(Collected data entries)
• • • • • • •
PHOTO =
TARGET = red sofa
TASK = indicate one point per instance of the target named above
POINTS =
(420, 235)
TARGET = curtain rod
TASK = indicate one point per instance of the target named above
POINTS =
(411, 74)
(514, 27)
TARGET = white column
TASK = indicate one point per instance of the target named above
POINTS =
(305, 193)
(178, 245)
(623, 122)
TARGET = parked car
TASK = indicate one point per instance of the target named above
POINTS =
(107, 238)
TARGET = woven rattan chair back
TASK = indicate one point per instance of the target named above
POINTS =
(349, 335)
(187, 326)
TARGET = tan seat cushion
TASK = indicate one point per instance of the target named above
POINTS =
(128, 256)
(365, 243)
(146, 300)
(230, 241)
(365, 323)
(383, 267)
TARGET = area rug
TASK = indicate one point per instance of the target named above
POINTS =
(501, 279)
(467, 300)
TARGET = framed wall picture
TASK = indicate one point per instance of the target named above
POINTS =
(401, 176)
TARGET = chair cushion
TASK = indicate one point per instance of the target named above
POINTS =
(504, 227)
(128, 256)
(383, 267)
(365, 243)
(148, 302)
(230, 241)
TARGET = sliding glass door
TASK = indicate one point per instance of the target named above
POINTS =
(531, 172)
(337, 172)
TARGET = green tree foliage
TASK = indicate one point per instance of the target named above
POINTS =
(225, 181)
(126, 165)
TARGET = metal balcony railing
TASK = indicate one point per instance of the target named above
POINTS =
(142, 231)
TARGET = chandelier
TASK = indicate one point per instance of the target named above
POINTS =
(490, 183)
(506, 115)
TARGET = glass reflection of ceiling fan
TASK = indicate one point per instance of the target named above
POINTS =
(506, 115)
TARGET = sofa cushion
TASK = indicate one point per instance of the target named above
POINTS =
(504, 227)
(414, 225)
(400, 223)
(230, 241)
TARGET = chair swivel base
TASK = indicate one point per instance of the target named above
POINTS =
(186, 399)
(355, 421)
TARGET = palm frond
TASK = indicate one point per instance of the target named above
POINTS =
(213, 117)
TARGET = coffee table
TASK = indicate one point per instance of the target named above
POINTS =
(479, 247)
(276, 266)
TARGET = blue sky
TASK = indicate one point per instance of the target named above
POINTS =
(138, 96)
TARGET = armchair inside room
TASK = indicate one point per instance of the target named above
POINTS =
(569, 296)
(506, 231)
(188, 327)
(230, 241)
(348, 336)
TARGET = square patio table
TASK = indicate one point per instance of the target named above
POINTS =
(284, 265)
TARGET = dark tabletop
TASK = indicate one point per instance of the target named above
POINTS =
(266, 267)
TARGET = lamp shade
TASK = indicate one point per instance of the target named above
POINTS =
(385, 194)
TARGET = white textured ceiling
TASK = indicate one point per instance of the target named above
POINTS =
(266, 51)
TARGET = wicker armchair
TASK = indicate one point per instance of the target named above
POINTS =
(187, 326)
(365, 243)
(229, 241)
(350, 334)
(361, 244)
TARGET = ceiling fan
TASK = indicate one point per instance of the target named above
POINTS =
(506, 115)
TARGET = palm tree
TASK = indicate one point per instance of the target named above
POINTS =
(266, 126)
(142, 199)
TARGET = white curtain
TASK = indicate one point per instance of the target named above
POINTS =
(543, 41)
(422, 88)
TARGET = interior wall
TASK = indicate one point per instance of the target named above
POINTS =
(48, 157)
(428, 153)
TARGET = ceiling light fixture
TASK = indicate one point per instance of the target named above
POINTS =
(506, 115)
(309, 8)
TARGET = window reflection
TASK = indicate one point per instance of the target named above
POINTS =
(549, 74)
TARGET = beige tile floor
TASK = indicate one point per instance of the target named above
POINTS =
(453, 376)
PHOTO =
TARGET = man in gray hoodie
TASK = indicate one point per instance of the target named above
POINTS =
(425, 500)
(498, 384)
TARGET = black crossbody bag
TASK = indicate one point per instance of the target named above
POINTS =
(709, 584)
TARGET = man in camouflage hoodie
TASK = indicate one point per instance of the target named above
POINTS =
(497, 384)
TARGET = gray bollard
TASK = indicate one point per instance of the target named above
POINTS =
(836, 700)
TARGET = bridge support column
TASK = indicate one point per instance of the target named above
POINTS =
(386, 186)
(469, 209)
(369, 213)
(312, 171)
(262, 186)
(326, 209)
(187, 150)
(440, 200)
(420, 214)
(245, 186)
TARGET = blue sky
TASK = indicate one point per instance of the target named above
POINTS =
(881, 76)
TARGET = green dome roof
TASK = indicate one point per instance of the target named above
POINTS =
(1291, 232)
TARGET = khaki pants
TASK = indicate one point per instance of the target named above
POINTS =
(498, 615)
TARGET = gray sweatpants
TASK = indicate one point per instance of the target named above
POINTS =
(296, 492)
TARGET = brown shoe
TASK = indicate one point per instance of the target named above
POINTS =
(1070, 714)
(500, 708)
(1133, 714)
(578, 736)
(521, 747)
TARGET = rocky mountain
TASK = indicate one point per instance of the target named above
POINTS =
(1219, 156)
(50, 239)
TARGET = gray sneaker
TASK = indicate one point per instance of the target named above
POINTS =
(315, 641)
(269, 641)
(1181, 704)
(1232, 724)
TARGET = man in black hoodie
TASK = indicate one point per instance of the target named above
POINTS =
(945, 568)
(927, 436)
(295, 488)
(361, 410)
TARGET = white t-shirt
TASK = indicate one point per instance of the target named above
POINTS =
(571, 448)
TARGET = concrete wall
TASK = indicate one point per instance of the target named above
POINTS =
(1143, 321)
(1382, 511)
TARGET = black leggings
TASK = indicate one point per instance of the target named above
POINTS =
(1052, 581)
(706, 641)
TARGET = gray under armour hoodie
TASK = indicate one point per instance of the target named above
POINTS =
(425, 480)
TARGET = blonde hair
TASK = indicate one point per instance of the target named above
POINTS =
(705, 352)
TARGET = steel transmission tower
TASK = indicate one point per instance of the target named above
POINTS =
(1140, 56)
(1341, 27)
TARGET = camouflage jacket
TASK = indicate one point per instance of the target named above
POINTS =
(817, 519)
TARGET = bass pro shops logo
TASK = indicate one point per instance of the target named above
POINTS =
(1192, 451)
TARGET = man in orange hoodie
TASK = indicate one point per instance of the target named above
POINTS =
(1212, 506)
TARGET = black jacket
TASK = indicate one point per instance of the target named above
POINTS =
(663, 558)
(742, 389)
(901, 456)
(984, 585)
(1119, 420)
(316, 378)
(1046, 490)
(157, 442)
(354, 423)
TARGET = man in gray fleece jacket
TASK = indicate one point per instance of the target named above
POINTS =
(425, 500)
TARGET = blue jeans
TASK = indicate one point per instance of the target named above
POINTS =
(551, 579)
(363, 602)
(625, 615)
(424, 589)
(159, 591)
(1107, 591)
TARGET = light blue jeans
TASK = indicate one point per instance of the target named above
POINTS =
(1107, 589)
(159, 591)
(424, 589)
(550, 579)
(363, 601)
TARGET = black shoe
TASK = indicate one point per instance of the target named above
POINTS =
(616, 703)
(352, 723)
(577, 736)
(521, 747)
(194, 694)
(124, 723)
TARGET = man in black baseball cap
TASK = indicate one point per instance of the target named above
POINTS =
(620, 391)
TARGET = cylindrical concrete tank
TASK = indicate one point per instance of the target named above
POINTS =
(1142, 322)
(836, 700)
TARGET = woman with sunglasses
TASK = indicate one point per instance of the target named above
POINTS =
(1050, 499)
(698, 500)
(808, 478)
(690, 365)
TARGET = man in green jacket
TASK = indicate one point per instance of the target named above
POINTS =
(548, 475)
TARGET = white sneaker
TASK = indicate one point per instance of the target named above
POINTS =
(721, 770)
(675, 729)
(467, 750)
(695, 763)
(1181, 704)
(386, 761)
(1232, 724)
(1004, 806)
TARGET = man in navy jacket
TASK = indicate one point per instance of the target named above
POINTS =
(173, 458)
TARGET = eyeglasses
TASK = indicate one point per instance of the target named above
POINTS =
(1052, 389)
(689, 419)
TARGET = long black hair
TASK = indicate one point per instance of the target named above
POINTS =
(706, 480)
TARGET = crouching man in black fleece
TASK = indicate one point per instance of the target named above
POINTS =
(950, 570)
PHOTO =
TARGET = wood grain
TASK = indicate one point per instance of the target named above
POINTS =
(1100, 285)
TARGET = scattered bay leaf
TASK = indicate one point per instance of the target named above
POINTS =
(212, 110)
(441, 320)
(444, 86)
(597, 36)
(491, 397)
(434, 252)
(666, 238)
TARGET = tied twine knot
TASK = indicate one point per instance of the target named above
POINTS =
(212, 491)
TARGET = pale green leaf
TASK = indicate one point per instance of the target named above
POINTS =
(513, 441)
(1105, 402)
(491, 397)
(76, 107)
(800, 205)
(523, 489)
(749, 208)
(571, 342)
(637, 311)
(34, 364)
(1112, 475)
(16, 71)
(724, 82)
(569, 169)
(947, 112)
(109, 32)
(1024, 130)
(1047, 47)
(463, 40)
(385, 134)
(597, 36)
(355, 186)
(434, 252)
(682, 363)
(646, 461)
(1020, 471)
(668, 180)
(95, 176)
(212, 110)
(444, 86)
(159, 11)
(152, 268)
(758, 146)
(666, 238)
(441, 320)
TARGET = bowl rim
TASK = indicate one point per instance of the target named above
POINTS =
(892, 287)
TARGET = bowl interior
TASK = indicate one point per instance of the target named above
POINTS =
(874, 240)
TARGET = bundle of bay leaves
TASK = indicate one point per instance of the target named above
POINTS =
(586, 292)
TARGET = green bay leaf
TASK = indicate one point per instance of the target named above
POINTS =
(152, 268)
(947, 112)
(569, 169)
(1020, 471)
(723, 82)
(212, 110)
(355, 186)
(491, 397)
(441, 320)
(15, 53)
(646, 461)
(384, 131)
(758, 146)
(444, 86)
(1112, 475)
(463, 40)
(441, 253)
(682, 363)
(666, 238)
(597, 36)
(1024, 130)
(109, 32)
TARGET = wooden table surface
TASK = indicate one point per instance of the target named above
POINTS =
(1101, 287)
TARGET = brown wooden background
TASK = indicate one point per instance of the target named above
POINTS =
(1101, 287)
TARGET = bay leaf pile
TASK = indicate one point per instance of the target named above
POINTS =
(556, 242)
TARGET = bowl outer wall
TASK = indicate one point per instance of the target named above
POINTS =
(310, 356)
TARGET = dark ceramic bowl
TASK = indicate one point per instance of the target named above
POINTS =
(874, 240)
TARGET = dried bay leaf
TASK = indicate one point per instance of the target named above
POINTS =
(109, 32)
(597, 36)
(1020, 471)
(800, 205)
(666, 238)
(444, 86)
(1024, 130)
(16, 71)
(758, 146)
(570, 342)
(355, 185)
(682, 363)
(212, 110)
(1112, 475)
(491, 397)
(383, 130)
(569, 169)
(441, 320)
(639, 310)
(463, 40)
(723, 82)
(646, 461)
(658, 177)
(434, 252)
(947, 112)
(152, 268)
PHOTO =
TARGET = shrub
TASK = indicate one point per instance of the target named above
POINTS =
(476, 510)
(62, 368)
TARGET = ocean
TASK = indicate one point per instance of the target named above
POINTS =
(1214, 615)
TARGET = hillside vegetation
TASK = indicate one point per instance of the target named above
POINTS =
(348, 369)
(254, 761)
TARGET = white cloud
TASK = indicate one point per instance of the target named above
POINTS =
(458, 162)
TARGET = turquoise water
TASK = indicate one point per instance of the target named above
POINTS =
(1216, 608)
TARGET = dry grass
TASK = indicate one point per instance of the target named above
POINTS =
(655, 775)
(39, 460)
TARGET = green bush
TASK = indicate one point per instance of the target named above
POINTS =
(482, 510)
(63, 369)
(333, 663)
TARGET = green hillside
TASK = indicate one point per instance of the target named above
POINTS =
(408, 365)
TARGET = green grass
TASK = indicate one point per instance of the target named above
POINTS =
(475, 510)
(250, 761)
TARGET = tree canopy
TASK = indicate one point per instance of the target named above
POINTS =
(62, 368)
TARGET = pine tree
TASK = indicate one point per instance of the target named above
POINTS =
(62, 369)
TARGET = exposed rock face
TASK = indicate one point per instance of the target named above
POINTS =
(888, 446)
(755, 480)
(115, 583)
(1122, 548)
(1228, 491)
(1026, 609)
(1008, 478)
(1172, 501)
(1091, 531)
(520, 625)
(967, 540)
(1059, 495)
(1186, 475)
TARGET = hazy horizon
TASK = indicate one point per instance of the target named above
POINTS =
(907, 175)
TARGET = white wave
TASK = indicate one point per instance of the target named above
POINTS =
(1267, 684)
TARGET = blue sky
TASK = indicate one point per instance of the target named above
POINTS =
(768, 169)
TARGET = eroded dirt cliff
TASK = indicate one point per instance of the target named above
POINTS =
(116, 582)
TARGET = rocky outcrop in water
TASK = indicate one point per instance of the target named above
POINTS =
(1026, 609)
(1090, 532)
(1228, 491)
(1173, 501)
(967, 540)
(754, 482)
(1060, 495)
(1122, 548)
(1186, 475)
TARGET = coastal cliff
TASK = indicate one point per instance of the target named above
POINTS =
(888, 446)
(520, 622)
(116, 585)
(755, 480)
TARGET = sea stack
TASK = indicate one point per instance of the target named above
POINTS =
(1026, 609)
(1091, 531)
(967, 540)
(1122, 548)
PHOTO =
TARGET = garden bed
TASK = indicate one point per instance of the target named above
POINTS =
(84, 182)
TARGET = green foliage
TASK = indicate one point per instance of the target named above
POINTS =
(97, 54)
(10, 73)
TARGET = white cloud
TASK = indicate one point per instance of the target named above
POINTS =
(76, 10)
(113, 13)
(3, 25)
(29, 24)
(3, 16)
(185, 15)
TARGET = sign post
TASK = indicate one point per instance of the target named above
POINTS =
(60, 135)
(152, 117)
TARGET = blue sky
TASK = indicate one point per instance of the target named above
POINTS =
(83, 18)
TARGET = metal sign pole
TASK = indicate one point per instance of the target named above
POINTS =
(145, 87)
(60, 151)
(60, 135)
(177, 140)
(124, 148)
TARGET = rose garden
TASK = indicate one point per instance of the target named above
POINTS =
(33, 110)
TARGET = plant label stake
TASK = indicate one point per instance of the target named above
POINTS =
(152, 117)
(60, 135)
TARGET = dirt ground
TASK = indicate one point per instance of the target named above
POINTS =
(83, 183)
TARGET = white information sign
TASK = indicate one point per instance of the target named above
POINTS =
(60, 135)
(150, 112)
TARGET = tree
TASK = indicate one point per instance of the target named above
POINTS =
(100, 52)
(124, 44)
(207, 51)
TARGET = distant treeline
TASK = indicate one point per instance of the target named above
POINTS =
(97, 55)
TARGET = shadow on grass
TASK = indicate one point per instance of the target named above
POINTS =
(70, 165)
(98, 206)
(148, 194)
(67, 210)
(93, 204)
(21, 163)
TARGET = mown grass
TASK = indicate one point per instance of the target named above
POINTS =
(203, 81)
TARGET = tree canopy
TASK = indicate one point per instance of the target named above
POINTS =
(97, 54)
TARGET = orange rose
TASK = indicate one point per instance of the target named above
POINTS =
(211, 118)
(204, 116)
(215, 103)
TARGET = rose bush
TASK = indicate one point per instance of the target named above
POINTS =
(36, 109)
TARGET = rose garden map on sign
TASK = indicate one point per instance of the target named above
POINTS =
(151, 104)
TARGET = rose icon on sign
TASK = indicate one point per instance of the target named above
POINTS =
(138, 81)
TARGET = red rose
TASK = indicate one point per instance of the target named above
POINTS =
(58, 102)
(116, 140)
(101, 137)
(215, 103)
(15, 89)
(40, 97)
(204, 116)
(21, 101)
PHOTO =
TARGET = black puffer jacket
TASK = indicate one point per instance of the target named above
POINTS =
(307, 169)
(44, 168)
• • • • • • •
» **What is required**:
All that is wanted is the stretch of lines above from the one containing "TARGET = rose bush" through the one containing "TARGET = black puffer jacket", duplicated exactly.

» **Exercise answer**:
TARGET = rose bush
TASK = indicate one point per instance of the target named above
POINTS =
(36, 109)
TARGET = rose garden map on sign
TASK = indicate one point per instance of the target named above
POINTS =
(151, 104)
TARGET = rose icon on sign
TASK = indicate one point per instance of the target named above
POINTS =
(138, 81)
TARGET = red rose
TASK = indicate one point per instance of the target named above
POINTS =
(58, 102)
(116, 140)
(101, 137)
(215, 103)
(15, 89)
(40, 97)
(204, 116)
(21, 101)
PHOTO =
TARGET = black puffer jacket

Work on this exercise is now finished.